*INSTRUCTIONS TO FOLLOW*
Would you retype the whole listing verbatim, keeping pictures out of it?

*DATA TO EXAMINE*
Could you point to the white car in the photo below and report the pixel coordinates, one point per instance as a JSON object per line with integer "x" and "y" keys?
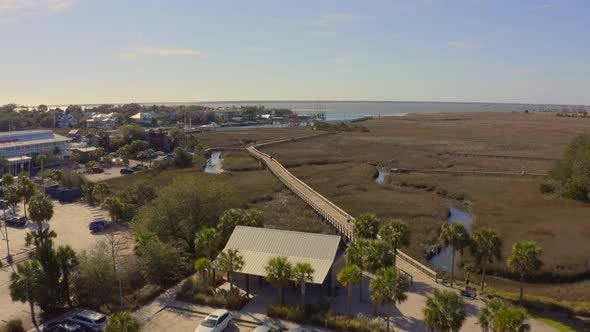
{"x": 93, "y": 320}
{"x": 216, "y": 322}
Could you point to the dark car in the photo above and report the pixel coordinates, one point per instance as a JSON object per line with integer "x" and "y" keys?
{"x": 127, "y": 171}
{"x": 64, "y": 326}
{"x": 98, "y": 225}
{"x": 16, "y": 222}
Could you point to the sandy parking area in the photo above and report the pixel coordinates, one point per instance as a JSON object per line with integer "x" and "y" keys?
{"x": 70, "y": 222}
{"x": 174, "y": 320}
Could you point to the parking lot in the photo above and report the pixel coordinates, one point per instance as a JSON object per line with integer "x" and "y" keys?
{"x": 70, "y": 222}
{"x": 173, "y": 320}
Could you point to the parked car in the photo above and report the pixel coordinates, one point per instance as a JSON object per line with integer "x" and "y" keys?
{"x": 64, "y": 326}
{"x": 267, "y": 328}
{"x": 98, "y": 225}
{"x": 93, "y": 320}
{"x": 216, "y": 322}
{"x": 16, "y": 222}
{"x": 127, "y": 170}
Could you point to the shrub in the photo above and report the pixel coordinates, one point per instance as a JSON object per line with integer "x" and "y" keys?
{"x": 458, "y": 196}
{"x": 325, "y": 319}
{"x": 13, "y": 325}
{"x": 293, "y": 314}
{"x": 546, "y": 188}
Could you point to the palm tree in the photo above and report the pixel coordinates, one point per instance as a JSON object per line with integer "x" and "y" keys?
{"x": 203, "y": 265}
{"x": 143, "y": 238}
{"x": 26, "y": 188}
{"x": 123, "y": 322}
{"x": 3, "y": 164}
{"x": 26, "y": 284}
{"x": 114, "y": 205}
{"x": 455, "y": 235}
{"x": 42, "y": 160}
{"x": 512, "y": 319}
{"x": 207, "y": 241}
{"x": 444, "y": 311}
{"x": 12, "y": 197}
{"x": 101, "y": 189}
{"x": 356, "y": 254}
{"x": 149, "y": 153}
{"x": 278, "y": 272}
{"x": 366, "y": 226}
{"x": 525, "y": 260}
{"x": 485, "y": 247}
{"x": 230, "y": 261}
{"x": 349, "y": 276}
{"x": 389, "y": 287}
{"x": 7, "y": 180}
{"x": 397, "y": 234}
{"x": 66, "y": 257}
{"x": 302, "y": 273}
{"x": 499, "y": 315}
{"x": 40, "y": 209}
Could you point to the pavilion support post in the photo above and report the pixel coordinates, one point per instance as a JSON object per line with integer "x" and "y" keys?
{"x": 330, "y": 282}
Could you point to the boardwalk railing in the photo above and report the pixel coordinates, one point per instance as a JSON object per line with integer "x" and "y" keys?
{"x": 419, "y": 266}
{"x": 466, "y": 172}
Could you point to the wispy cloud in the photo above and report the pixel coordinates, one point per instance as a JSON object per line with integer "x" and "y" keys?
{"x": 13, "y": 10}
{"x": 259, "y": 49}
{"x": 467, "y": 44}
{"x": 325, "y": 20}
{"x": 133, "y": 52}
{"x": 542, "y": 7}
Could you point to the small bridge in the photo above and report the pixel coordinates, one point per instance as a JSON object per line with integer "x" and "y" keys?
{"x": 334, "y": 215}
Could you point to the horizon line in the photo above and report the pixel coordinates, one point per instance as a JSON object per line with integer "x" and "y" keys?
{"x": 310, "y": 101}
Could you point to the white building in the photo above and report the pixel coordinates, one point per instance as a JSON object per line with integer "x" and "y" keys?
{"x": 21, "y": 147}
{"x": 101, "y": 120}
{"x": 65, "y": 120}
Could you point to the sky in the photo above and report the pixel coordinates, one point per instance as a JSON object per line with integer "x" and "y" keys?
{"x": 119, "y": 51}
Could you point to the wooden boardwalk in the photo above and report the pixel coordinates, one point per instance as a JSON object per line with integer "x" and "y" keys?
{"x": 334, "y": 215}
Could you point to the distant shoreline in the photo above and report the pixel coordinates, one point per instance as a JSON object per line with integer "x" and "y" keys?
{"x": 255, "y": 102}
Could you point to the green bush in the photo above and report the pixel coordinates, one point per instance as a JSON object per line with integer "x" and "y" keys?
{"x": 325, "y": 319}
{"x": 194, "y": 291}
{"x": 546, "y": 188}
{"x": 13, "y": 325}
{"x": 346, "y": 323}
{"x": 148, "y": 293}
{"x": 458, "y": 196}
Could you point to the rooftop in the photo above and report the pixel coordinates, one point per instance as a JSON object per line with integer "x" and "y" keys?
{"x": 258, "y": 245}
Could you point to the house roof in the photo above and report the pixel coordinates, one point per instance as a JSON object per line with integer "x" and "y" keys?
{"x": 258, "y": 245}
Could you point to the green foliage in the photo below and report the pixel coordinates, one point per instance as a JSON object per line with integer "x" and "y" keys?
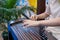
{"x": 9, "y": 12}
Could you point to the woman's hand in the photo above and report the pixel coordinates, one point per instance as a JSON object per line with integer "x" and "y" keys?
{"x": 30, "y": 23}
{"x": 34, "y": 17}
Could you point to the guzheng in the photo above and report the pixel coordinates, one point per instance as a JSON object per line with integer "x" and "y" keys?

*SOLUTION FOR THIS PROBLEM*
Could you point to the white car in the photo below and report the pixel coordinates, one point per instance as a JSON object per line with integer "x" and "y" keys?
{"x": 93, "y": 320}
{"x": 216, "y": 322}
Could you point to the dark car in the photo above and report the pixel coordinates, one point per instance as a JSON object per line with integer "x" and "y" keys?
{"x": 127, "y": 171}
{"x": 64, "y": 326}
{"x": 98, "y": 225}
{"x": 16, "y": 222}
Could you point to the sandy parking area in the photo above and report the pixel coordinates, one point per instance as a JSON object per line with integer "x" and "y" keys?
{"x": 70, "y": 222}
{"x": 174, "y": 320}
Could you point to the parking lot in the photo above and report the pixel coordinates, one point per instance as a JSON object per line with integer "x" and "y" keys?
{"x": 70, "y": 222}
{"x": 173, "y": 320}
Could you point to the parked car in the photo above and report the pixel coordinates, one point per instance as a JSON object per line with integer "x" and "y" keys?
{"x": 64, "y": 326}
{"x": 267, "y": 328}
{"x": 98, "y": 225}
{"x": 93, "y": 320}
{"x": 216, "y": 322}
{"x": 16, "y": 222}
{"x": 127, "y": 170}
Could you point to the shrub in the photo above and report the pixel coordinates, one point per instance as a JSON object per line with integer "x" and "y" keys?
{"x": 458, "y": 196}
{"x": 325, "y": 319}
{"x": 13, "y": 325}
{"x": 293, "y": 314}
{"x": 546, "y": 188}
Could you point to the palm tree in the photo above and report the pixel coordinates, one point per instance as a JSON object per line with integer "x" and "y" keys?
{"x": 203, "y": 265}
{"x": 143, "y": 238}
{"x": 26, "y": 188}
{"x": 123, "y": 322}
{"x": 3, "y": 164}
{"x": 26, "y": 284}
{"x": 114, "y": 205}
{"x": 455, "y": 235}
{"x": 42, "y": 160}
{"x": 512, "y": 319}
{"x": 207, "y": 241}
{"x": 444, "y": 311}
{"x": 12, "y": 197}
{"x": 101, "y": 189}
{"x": 356, "y": 254}
{"x": 149, "y": 153}
{"x": 278, "y": 272}
{"x": 366, "y": 226}
{"x": 525, "y": 260}
{"x": 485, "y": 247}
{"x": 230, "y": 261}
{"x": 349, "y": 276}
{"x": 389, "y": 287}
{"x": 7, "y": 180}
{"x": 397, "y": 234}
{"x": 66, "y": 257}
{"x": 302, "y": 273}
{"x": 499, "y": 315}
{"x": 40, "y": 209}
Could you point to the pavilion support post in the photo above and report the pixel coordinates, one point per instance as a JSON object per line with integer "x" and "y" keys?
{"x": 330, "y": 282}
Could you point to the boardwalk railing in the photo above and report the pixel coordinates, one point per instance as a JSON object per line with integer "x" and "y" keys?
{"x": 419, "y": 266}
{"x": 466, "y": 172}
Could you point to the wispy cloud in the photo above and report the pixel coordinates, one point per instance as a JSON object per line with integer "x" and "y" keys?
{"x": 13, "y": 10}
{"x": 259, "y": 49}
{"x": 467, "y": 44}
{"x": 325, "y": 20}
{"x": 133, "y": 52}
{"x": 542, "y": 7}
Could you point to the small bridge in the photo above and report the pixel coordinates, one point per instance as a JSON object per line with integer "x" and "y" keys?
{"x": 334, "y": 215}
Could you point to the horizon line in the photo above and report the pixel coordinates, one point per instance as a JSON object per line with integer "x" and "y" keys?
{"x": 310, "y": 101}
Could you point to the white building in the photo above and report the pixel coordinates, one point per instance as a JSON object per line with integer "x" and "y" keys?
{"x": 21, "y": 147}
{"x": 101, "y": 120}
{"x": 65, "y": 120}
Could you point to the sky in the photo above and report the pixel coordinates, one point per instance as a JSON object per line with integer "x" and "y" keys?
{"x": 119, "y": 51}
Could you point to the wooden boardwalk in the photo above and report the pixel coordinates, one point per instance as a JSON object per line with integer "x" and "y" keys?
{"x": 334, "y": 215}
Could you point to the distant shoreline in the photo above and report the pixel coordinates, one point per instance as a JSON object per line with integer "x" and "y" keys?
{"x": 255, "y": 102}
Could you point to the green bush in the photo above and report the pixel coordinates, one point per instance as a JSON object per line with integer "x" and "y" keys?
{"x": 325, "y": 319}
{"x": 194, "y": 291}
{"x": 546, "y": 188}
{"x": 13, "y": 325}
{"x": 346, "y": 323}
{"x": 148, "y": 293}
{"x": 458, "y": 196}
Could you point to the rooftop in the photo above and report the pixel coordinates, one point per instance as a JSON object per line with integer "x" and "y" keys?
{"x": 258, "y": 245}
Could you point to the house roof in the photo above and report the pixel coordinates, one point per instance as a JSON object per line with integer "x" and "y" keys?
{"x": 258, "y": 245}
Could you point to the green foliage in the photo below and report the pixel coordinates, one point per instance as a JSON object per line with integer "x" and "y" keys?
{"x": 9, "y": 12}
Could you point to the woman's hand in the photo above and report the pixel coordinates, one point per instance as a JSON object per line with integer "x" and "y" keys?
{"x": 30, "y": 23}
{"x": 34, "y": 17}
Could you point to the guzheng in the photo above and report the pixel coordinates, one point per instance as a JSON object per line with integer "x" and "y" keys?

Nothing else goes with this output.